→ WHAT IS BEING ASKED
Below is a listing; restate from it, character for character, the lines beginning at the line holding "Each <instance> block" and ending at the line holding "box: [589, 313, 905, 489]", both included.

→ PROVIDED RECORDS
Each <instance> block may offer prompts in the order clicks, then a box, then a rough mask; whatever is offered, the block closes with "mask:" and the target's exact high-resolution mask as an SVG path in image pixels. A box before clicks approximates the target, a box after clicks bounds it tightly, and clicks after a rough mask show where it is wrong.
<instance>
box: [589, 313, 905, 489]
--
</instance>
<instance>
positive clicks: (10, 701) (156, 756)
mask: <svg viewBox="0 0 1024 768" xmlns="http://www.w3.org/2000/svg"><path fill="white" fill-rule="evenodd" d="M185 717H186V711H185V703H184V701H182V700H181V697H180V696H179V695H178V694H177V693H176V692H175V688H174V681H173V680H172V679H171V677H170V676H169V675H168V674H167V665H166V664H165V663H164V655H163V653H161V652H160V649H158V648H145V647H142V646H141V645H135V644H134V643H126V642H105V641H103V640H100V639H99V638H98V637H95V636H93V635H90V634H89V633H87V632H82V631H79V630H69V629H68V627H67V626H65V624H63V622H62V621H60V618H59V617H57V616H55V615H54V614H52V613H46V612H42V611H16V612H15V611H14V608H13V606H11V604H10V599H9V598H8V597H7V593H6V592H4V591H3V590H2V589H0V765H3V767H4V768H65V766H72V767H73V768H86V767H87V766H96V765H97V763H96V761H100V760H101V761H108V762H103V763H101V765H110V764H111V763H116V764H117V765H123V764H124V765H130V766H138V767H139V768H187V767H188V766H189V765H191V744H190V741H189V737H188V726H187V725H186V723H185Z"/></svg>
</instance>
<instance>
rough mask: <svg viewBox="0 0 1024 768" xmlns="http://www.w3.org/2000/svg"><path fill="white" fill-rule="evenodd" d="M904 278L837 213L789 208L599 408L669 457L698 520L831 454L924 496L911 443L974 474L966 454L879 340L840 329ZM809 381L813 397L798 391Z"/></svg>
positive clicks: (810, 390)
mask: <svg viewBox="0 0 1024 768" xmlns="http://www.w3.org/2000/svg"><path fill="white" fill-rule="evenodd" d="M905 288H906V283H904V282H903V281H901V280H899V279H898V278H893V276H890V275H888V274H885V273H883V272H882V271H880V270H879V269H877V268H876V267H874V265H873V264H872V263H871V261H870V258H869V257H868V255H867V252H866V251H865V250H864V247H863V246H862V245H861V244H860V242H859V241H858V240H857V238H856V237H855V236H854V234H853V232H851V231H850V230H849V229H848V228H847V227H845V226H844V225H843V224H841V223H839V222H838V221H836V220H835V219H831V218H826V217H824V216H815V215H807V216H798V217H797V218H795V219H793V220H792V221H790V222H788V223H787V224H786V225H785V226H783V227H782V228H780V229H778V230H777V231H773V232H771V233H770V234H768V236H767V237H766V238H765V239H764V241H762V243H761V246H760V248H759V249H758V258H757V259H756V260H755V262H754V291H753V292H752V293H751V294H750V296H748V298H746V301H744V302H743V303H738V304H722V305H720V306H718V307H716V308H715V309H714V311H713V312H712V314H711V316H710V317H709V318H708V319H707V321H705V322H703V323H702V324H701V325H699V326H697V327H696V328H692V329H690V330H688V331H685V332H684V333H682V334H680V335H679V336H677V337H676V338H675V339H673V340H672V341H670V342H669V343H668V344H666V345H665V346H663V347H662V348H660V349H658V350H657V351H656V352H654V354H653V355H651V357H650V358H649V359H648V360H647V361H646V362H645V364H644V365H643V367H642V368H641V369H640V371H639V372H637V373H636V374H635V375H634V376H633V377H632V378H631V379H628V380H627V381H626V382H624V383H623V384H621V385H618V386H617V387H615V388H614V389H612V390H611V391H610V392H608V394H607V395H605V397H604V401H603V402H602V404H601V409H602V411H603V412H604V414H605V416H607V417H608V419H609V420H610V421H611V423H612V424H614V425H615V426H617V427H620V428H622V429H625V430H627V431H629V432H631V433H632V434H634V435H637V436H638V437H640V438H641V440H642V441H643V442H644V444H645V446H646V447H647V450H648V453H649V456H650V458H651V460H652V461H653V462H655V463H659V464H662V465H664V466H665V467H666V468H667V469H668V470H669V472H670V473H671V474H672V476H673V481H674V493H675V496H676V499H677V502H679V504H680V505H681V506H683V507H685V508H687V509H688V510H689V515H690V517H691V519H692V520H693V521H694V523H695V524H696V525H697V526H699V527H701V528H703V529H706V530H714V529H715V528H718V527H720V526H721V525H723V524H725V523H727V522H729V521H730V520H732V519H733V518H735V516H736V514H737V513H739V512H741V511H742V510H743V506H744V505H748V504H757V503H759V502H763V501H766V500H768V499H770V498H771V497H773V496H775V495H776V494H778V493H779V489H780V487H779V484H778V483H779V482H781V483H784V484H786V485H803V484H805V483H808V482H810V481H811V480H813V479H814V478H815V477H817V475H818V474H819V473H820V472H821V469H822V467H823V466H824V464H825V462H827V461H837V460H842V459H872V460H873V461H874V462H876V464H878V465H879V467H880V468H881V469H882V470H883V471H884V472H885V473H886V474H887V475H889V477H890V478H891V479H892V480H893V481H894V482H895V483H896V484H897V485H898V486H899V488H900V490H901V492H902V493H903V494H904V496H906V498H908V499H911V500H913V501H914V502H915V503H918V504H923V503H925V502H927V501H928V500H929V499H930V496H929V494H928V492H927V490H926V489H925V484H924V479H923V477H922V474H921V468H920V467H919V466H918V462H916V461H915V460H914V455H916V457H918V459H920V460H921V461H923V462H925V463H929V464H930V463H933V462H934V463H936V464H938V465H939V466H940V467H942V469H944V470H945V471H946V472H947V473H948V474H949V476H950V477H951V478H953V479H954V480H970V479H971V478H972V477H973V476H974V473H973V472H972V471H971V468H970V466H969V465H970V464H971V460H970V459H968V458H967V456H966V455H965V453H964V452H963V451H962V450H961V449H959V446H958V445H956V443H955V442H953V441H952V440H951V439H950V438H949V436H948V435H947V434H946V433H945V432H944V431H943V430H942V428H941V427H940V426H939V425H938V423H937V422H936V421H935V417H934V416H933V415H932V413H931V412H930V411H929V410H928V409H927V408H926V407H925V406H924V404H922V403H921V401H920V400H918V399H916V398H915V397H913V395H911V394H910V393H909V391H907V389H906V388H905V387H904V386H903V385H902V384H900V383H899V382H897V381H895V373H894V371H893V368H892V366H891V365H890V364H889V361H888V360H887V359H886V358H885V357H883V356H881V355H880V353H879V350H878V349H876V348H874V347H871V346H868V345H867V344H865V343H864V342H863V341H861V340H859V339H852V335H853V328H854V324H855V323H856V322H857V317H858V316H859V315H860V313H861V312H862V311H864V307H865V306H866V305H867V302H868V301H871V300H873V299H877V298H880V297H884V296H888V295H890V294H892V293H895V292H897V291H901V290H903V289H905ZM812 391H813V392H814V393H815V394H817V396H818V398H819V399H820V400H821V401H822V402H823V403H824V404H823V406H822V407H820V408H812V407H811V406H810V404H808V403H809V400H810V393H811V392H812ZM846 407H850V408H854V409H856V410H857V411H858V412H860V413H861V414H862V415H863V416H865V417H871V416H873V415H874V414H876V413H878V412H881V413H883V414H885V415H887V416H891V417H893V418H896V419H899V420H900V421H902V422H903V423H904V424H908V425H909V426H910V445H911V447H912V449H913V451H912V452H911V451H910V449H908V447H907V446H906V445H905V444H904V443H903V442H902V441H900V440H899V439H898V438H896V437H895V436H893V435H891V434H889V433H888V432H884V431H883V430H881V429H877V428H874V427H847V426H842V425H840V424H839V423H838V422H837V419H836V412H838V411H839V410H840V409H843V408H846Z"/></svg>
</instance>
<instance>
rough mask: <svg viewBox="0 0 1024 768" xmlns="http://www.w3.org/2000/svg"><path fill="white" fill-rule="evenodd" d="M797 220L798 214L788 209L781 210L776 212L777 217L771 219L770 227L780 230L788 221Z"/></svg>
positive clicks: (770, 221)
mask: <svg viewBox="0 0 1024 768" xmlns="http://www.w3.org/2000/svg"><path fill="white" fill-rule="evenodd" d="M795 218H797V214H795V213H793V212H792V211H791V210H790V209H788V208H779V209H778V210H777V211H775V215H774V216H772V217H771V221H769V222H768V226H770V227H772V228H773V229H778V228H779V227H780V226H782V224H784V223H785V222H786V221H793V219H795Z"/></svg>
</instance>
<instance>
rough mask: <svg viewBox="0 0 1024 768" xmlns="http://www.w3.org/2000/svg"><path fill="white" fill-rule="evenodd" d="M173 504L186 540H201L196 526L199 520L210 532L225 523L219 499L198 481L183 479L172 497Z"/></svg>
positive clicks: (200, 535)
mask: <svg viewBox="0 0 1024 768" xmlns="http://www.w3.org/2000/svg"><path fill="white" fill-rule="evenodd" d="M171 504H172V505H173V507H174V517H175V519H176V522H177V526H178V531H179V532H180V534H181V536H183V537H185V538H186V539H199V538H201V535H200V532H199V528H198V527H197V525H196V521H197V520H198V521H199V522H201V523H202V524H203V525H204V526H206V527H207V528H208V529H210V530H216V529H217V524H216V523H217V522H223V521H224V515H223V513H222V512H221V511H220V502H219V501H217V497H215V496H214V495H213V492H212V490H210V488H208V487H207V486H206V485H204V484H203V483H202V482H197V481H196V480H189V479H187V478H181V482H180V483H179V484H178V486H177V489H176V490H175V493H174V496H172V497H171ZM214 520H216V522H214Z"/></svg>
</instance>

→ TASK SOLUTION
Each <instance> block may offer prompts in the order clicks, then a box, then a rough mask; whatever is offered, the block closes with "mask:" and the target's exact high-resolution mask as an SVG path in image pixels. A box before clicks approximates the target, a box after clicks bounds it tightly, and clicks after a rough mask show where it is wrong.
<instance>
box: [589, 313, 905, 489]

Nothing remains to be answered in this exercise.